WHAT TO PRODUCE:
From the line that contains "Each instance of the shoreline" to the end of the records below, copy every line exactly. Both the first and last of these lines count.

INFORMATION SHOWN Start Marker

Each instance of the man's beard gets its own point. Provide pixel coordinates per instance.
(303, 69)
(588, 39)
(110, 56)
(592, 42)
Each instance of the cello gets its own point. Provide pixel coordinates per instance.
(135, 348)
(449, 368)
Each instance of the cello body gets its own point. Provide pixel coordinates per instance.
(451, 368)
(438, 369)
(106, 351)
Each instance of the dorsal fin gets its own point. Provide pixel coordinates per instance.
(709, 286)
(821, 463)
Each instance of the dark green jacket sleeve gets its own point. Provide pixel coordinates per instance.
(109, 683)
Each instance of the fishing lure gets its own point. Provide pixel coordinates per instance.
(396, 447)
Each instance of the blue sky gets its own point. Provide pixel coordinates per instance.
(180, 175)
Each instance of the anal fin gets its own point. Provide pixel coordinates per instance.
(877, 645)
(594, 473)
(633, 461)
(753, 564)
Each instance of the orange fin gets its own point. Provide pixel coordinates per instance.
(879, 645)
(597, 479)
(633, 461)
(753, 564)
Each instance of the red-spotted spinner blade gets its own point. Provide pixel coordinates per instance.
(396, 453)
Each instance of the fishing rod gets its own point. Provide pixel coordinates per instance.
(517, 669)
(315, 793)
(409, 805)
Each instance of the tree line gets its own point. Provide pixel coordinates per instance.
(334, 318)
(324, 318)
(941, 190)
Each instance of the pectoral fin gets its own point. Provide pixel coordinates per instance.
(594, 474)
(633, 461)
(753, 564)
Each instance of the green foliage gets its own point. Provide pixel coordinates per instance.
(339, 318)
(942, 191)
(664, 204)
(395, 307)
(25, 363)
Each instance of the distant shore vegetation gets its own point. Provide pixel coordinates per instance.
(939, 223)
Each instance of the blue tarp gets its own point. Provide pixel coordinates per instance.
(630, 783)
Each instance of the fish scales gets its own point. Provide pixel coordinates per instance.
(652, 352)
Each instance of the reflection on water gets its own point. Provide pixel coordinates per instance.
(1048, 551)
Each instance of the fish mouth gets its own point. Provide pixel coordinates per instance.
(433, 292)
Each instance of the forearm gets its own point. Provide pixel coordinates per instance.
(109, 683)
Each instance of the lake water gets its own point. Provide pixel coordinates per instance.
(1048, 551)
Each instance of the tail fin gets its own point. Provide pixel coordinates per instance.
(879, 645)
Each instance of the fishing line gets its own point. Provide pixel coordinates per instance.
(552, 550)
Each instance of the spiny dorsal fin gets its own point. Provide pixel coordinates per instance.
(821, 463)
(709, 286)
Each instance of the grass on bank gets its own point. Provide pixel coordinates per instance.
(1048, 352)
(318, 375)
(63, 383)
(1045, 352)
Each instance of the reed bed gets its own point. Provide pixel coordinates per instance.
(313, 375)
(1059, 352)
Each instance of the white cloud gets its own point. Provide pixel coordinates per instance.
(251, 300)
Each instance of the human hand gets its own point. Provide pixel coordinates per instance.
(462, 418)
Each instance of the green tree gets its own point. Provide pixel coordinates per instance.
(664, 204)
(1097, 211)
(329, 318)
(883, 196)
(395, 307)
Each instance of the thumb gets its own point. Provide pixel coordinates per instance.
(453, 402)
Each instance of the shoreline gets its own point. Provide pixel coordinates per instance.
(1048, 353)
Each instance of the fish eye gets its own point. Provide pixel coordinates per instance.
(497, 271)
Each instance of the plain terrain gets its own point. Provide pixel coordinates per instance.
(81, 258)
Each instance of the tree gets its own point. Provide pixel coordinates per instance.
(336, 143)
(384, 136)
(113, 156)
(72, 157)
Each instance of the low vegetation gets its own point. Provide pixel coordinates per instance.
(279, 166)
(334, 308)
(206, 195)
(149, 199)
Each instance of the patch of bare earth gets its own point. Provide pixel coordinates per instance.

INFORMATION SHOWN End Marker

OUTPUT OF THE TASK:
Each instance of the shoreline gets its own point. Provide pixel coordinates per instance.
(1048, 353)
Each instance of the fish eye gets its own point. Provide pixel coordinates per instance.
(497, 271)
Each instance of the plain terrain gets its own point. Provide pixel coordinates per instance.
(81, 258)
Each instance of the tree gets its own point. Provide pixel coordinates per instance.
(336, 143)
(384, 136)
(113, 156)
(72, 157)
Each instance of the low vegetation gets its own point. Provide pixel coordinates per instance.
(279, 166)
(334, 308)
(206, 195)
(149, 199)
Each instance of the patch of bare earth gets its own point. Provide pixel coordinates per instance.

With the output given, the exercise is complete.